TASK ITEM A:
Answer these questions about the LLMEval-Med post, one per line:
(i) At which venue was the work accepted?
(ii) How many questions make up the benchmark, and from what were they created?
(iii) What labels and numbers mark the two ends of the scoring rubric?
TASK ITEM B:
Resume the LLMEval-Med post from the point where it stops.

----- GIVEN TEXT

Back to Blog
·LLMEval Team

LLMEval-Med: Physician-Validated Clinical Benchmark (EMNLP 2025)

EMNLP 2025LLMEval-Medmedical AI

LLMEval-Med: A Real-world Clinical Benchmark (EMNLP 2025 Findings)

LLMEval-Med has been accepted at EMNLP 2025 Findings. This work addresses critical gaps in medical LLM evaluation by building a benchmark grounded in real clinical practice rather than exam-style questions.

Motivation

Current medical LLM benchmarks have three key limitations:

  • Question design — mostly multiple-choice, which poorly tests clinical reasoning
  • Data sources — often not derived from real clinical scenarios
  • Evaluation methods — inadequate assessment of complex medical reasoning

LLMEval-Med addresses all three.

Benchmark Design

Five Core Medical Areas

1. Medical Knowledge — factual recall and understanding of medical concepts

2. Medical Language Understanding — comprehension of clinical text, reports, and records

3. Medical Reasoning — diagnostic reasoning, differential diagnosis, treatment planning

4. Medical Ethics and Safety — ethical decision-making and harm avoidance

5. Medical Text Generation — clinical note writing, patient communication, report generation

Real-World Clinical Data

  • 2,996 questions created from real-world electronic health records and expert-designed clinical scenarios
  • Questions span multiple difficulty levels and clinical specialties

Evaluation Innovation

LLM-as-Judge with Physician Validation

Rather than simple answer matching, LLMEval-Med uses an automated evaluation pipeline with:

  • Expert-developed checklists incorporated into the LLM-as-Judge framework
  • Human-machine agreement analysis to validate scoring reliability
  • Dynamic refinement of checklists and prompts based on ongoing expert feedback
  • 5-point scoring rubric from Unacceptable (1) to Accuracy (5)

----------
----- PROVIDED MATERIAL

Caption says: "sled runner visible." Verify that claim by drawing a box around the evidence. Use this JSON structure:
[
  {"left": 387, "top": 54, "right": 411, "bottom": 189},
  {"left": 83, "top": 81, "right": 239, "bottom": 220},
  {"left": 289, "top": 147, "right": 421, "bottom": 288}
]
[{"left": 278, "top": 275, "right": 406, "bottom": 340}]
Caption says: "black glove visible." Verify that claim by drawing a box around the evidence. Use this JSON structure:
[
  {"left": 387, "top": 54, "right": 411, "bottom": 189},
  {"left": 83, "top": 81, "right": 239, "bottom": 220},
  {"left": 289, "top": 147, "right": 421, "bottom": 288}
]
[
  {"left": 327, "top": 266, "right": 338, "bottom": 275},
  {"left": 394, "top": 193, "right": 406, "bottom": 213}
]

----------

ANSWER AREA A:
(i) EMNLP 2025 Findings.
(ii) 2,996 questions, created from real-world electronic health records and expert-designed clinical scenarios.
(iii) The rubric runs from Unacceptable (1) to Accuracy (5).

ANSWER AREA B:
Key Results

13 LLMs were evaluated across three categories:

  • Specialized medical models — fine-tuned for healthcare
  • Open-source models — general-purpose open weights
  • Closed-source models — proprietary API-based systems

The evaluation reveals important insights about when and how LLMs can be safely deployed in clinical settings.